TEXT PROVIDED:
Lastly, shared workstations are not always the safest option in the context of the epidemic — one has a much lower chance to catch a germ when sitting at a permanently assigned desk that nobody else works on.
So, Is Hot-Desking Good (and Safe) for You?
The long list of hot-desking disadvantages surely looks discouraging. But don’t be in a hurry to reject it too soon. The benefits hot-desking can produce are still very much real. Though it may not be suitable for every company (e.g., for overly formalized and hierarchical ones or those regularly dealing with sensitive data), hot-desking can become a perfect solution for a plethora of businesses.
As such, it’s usually easier to manage shared office environments in smaller companies where people know each other relatively well. However, even large enterprises like Deloitte are quite successful in implementing it.
Organizational culture is key here. Thus, prior to adopting hot-desking, you need to consider the cultural aspects of the workplace along with your team’s size, business needs and employee interests:
- Do you seek to reduce real estate costs?
- Do you want to drive innovation and promote collaboration?
- Is your workplace informal enough to perform efficiently in the context of flexibility?
- Do you let your employees work remotely?
- Will they be alright with desk sharing?
- Will you be able to create separate co-working zones for team members whose processes may cause distractions to others?
If you answered “yes” to at least some of these questions, there’s a high chance that hot-desking will work for you pretty well.
Below are a few recommendations on how to get the best out of this office management system. Be sure to use them to attain the best results.
How to Make Hot-Desking Work
- Create a policy and communicate the rules — How will hot-desking be realized in your company? Will it be applied to all employees or just some groups and departments? Will hot-desking employees have some new responsibilities to fulfill and routines to follow? Describe the rules and the process exhaustively (but concisely) and don’t forget to share the information with your staff.
- Apply the hoteling method — To make sure everyone willing to attend the office has a place to work, use the hoteling method, which implies that a person has to reserve a desk for a certain period. Thereby, you will be able to match your team members’ demands with office resources and avoid overcrowding.

SUPPLIED ENTRIES:

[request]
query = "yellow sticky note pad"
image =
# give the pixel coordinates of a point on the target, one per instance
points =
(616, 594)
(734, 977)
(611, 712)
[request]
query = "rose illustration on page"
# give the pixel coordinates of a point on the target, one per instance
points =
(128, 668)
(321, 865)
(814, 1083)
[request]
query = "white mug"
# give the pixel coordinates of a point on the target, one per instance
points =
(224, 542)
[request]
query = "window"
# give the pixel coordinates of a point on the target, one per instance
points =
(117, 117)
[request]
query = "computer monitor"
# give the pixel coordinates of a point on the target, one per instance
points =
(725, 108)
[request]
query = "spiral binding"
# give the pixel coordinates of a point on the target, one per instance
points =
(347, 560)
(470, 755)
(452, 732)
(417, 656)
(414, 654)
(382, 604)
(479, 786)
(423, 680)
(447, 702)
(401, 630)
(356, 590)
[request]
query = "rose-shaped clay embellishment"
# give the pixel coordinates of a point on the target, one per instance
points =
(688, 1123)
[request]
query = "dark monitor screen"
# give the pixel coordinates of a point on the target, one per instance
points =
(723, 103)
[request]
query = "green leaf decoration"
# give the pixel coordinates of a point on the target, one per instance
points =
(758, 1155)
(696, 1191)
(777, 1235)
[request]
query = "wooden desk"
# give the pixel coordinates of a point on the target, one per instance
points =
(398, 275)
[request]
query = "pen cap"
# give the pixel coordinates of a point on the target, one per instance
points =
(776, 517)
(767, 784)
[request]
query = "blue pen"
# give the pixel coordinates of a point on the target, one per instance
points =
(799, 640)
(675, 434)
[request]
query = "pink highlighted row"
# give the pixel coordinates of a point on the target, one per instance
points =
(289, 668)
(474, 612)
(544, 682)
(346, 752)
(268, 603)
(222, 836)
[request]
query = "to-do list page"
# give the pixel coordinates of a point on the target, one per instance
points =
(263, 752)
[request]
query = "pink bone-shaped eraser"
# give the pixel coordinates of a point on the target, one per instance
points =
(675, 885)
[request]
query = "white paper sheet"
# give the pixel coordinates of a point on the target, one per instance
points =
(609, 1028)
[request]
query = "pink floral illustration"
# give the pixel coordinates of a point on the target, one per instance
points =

REQUIRED WORK:
1: Answer these questions from the text on hot-desking.
(a) Which large enterprise is named as quite successful in implementing hot-desking?
(b) What does the hoteling method require a person to do?
(c) Where, according to the text, does one have a much lower chance to catch a germ?
2: Update the text on hot-desking by writing out the passage starting at "The long list" and ending at "plethora of businesses.", with "plethora" changed to "multitude".

ANSWERS PER TASK:
1:
(a) Deloitte.
(b) Reserve a desk for a certain period.
(c) At a permanently assigned desk that nobody else works on.

2:
The long list of hot-desking disadvantages surely looks discouraging. But don’t be in a hurry to reject it too soon. The benefits hot-desking can produce are still very much real. Though it may not be suitable for every company (e.g., for overly formalized and hierarchical ones or those regularly dealing with sensitive data), hot-desking can become a perfect solution for a multitude of businesses.